§ **SHORT PROBLEM**
Copy word for word the part of the material below that opens with the line containing "the window frame" and runs through the end of the material.

§ **DATA ROWS**

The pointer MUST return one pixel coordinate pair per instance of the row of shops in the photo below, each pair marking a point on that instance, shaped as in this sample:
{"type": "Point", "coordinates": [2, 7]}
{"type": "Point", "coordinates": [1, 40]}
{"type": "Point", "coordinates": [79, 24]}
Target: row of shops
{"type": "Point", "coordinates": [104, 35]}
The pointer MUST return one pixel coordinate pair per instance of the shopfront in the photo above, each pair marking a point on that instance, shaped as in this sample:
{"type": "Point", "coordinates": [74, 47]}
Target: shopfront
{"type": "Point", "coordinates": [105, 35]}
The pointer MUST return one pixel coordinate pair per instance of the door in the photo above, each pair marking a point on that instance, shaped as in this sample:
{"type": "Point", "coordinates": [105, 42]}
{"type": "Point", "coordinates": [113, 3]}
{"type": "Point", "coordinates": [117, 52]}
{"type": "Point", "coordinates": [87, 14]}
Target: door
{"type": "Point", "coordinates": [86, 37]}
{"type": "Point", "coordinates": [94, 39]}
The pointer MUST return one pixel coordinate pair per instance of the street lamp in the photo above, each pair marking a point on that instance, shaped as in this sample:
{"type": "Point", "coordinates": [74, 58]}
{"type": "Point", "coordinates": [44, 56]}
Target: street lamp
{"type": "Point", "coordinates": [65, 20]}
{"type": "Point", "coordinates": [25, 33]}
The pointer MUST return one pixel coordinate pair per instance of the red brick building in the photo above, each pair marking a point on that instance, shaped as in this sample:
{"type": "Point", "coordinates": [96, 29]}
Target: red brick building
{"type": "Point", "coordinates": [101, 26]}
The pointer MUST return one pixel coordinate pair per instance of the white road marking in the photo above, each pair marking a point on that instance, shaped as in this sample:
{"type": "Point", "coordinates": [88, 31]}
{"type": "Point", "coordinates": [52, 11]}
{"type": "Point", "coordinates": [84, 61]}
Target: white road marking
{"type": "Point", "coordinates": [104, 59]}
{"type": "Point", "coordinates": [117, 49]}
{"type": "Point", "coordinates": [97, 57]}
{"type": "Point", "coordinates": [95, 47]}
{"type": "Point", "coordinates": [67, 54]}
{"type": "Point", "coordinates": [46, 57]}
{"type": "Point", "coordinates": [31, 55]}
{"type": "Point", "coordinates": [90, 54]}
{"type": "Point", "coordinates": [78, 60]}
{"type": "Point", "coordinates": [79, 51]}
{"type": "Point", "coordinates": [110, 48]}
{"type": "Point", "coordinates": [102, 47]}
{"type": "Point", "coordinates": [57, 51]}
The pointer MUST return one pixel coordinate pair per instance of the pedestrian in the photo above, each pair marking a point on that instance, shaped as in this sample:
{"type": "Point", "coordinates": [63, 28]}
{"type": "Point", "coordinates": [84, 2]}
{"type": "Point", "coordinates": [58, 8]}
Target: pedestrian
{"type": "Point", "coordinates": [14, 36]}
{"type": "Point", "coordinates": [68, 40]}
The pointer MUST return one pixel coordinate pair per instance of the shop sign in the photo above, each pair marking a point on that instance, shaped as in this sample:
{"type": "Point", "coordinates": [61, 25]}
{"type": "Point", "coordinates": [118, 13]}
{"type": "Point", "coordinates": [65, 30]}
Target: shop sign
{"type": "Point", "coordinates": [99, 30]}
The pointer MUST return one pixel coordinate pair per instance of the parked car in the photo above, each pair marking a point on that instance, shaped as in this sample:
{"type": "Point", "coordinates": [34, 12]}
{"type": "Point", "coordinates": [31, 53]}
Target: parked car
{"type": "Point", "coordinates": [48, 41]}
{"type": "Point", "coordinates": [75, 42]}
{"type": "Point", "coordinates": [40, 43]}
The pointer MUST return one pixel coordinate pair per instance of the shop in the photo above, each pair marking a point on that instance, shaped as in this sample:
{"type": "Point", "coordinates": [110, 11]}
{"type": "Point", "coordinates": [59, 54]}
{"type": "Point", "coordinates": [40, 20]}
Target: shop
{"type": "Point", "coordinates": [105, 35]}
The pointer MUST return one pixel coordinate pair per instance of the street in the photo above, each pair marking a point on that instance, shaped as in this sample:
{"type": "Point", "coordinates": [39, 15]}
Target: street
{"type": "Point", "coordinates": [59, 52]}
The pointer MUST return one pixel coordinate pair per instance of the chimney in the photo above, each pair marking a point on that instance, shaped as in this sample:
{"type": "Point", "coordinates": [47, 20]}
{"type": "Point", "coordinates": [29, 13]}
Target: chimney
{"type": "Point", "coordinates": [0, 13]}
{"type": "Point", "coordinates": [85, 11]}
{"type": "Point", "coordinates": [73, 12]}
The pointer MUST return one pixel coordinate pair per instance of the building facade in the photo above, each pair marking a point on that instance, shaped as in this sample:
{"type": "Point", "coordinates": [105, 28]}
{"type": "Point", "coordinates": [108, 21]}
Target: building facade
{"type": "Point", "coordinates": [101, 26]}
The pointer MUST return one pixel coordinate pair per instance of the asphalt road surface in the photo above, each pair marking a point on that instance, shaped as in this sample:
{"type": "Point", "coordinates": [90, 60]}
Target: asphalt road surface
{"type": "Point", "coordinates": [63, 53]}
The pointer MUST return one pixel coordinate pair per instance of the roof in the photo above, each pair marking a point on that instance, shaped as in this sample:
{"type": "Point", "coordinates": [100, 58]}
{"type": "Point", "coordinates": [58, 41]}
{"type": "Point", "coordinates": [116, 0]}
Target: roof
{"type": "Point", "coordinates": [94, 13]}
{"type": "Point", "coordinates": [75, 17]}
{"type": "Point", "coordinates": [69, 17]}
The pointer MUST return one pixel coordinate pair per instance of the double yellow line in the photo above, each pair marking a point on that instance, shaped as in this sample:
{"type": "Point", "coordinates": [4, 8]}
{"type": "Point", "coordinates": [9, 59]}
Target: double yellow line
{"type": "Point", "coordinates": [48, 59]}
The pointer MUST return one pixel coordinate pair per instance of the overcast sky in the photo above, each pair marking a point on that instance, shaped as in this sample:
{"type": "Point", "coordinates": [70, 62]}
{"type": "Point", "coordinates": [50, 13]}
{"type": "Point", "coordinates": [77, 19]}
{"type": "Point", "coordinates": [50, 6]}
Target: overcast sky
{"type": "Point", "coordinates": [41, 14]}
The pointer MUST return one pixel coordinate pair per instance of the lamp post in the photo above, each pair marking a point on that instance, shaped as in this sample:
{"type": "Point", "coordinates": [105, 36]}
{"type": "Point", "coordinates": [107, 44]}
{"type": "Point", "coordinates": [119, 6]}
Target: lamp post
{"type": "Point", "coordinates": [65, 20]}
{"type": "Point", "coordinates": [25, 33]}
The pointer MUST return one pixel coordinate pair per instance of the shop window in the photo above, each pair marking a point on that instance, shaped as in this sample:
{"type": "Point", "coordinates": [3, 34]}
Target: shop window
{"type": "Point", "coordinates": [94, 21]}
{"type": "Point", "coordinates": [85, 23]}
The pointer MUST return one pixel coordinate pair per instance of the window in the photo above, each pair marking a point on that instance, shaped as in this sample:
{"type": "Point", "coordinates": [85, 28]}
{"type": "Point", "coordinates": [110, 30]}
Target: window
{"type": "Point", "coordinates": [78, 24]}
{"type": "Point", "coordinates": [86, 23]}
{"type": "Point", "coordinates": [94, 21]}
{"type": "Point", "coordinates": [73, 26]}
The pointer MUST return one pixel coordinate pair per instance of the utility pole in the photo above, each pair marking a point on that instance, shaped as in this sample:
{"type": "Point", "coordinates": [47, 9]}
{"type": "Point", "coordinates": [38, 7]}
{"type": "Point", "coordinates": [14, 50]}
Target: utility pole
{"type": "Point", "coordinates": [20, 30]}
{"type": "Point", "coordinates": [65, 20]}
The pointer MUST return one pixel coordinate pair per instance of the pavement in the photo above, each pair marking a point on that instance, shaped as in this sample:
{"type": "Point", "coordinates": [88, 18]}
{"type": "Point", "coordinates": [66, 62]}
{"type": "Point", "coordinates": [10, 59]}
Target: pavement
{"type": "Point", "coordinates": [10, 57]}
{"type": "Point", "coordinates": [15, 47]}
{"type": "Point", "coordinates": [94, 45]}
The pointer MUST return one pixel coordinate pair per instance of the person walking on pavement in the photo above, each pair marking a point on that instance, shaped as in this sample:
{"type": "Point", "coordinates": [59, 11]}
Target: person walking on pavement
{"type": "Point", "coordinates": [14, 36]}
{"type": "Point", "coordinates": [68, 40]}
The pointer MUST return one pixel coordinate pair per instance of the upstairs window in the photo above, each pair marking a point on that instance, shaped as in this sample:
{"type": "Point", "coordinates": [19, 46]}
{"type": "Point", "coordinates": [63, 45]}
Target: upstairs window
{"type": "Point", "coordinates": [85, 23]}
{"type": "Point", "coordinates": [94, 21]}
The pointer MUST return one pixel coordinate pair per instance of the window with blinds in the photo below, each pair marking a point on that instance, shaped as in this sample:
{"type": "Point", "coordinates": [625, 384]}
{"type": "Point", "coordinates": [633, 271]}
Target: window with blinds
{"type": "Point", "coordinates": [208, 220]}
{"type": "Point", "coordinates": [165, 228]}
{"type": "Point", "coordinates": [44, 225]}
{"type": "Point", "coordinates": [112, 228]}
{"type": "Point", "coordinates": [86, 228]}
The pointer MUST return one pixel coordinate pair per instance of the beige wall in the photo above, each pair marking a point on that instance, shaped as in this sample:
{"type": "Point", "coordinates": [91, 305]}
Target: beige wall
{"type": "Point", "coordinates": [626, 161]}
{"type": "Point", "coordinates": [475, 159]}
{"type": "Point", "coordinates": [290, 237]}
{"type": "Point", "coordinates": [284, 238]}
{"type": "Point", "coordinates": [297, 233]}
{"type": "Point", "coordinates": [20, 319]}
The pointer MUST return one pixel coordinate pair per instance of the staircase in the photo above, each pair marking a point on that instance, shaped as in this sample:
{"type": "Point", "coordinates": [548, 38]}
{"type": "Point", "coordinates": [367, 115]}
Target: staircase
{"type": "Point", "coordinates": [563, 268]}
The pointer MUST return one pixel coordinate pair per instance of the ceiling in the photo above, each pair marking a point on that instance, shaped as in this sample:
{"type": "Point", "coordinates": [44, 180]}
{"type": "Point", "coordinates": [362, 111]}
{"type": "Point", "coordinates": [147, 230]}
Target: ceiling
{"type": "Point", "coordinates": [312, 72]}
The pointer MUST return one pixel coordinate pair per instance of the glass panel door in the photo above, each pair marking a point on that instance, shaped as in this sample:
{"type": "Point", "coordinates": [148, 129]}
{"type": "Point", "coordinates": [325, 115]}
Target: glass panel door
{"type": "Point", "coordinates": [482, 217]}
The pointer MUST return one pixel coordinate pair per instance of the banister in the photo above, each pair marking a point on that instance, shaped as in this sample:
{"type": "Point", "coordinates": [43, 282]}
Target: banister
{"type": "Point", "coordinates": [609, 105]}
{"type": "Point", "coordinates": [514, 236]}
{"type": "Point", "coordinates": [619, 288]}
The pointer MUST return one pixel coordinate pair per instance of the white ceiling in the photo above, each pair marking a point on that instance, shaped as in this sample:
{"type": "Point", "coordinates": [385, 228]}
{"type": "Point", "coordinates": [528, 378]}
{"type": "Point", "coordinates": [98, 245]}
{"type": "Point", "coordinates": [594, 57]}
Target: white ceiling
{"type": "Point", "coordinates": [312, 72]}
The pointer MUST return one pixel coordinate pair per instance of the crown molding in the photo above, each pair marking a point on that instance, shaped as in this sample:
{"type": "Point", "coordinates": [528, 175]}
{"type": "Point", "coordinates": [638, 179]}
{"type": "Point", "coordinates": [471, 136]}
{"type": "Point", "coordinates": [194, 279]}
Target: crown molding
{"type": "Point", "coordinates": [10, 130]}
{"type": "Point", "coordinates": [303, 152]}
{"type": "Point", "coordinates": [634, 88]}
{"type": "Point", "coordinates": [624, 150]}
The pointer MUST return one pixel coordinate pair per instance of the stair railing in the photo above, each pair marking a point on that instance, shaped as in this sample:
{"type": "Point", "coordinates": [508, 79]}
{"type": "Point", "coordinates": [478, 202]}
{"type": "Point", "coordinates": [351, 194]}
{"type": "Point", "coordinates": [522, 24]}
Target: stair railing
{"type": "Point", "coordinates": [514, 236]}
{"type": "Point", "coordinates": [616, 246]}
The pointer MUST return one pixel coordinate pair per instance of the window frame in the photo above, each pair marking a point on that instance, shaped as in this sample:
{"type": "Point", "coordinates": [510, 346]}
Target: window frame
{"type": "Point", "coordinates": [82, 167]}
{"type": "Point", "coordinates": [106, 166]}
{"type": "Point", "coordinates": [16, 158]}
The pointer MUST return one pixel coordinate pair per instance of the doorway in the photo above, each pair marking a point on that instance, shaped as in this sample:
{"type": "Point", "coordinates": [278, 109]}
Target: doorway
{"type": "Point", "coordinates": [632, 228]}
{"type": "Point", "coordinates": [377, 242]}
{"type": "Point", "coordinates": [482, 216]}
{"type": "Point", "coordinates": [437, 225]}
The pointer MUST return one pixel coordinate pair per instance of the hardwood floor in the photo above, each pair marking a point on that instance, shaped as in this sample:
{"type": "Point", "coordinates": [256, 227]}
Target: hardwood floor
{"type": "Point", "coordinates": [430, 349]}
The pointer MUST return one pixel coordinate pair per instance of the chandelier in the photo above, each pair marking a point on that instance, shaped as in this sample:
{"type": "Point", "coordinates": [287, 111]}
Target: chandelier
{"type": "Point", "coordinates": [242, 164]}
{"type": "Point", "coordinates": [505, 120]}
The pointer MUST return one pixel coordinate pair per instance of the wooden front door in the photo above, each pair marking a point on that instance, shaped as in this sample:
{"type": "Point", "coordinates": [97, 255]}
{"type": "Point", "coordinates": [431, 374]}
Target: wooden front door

§ **TASK ANSWER**
The pointer MUST return one pixel coordinate pair per instance of the window frame in the photo above, each pair marking a point on that instance, shaped as in this sample:
{"type": "Point", "coordinates": [510, 346]}
Target: window frame
{"type": "Point", "coordinates": [82, 167]}
{"type": "Point", "coordinates": [106, 166]}
{"type": "Point", "coordinates": [16, 158]}
The pointer MUST return one pixel coordinate pair per instance of the doorway in the photo above, each pair marking a point on that instance, shaped as in this sample:
{"type": "Point", "coordinates": [278, 109]}
Target: doorway
{"type": "Point", "coordinates": [632, 228]}
{"type": "Point", "coordinates": [377, 242]}
{"type": "Point", "coordinates": [482, 216]}
{"type": "Point", "coordinates": [437, 225]}
The pointer MUST return one pixel coordinate pair per instance of the hardwood floor in the photo above, each pair marking a point on that instance, shaped as in this sample:
{"type": "Point", "coordinates": [256, 227]}
Target: hardwood floor
{"type": "Point", "coordinates": [430, 349]}
The pointer MUST return one pixel coordinate pair per instance of the chandelier in the photo above, each pair marking a point on that instance, shaped as in this sample:
{"type": "Point", "coordinates": [287, 111]}
Target: chandelier
{"type": "Point", "coordinates": [242, 164]}
{"type": "Point", "coordinates": [505, 120]}
The pointer MUST return one pixel coordinate pair per instance of the wooden front door in the photo above, each pair marking a point on that instance, shaped as in this sample:
{"type": "Point", "coordinates": [97, 255]}
{"type": "Point", "coordinates": [431, 374]}
Target: wooden front door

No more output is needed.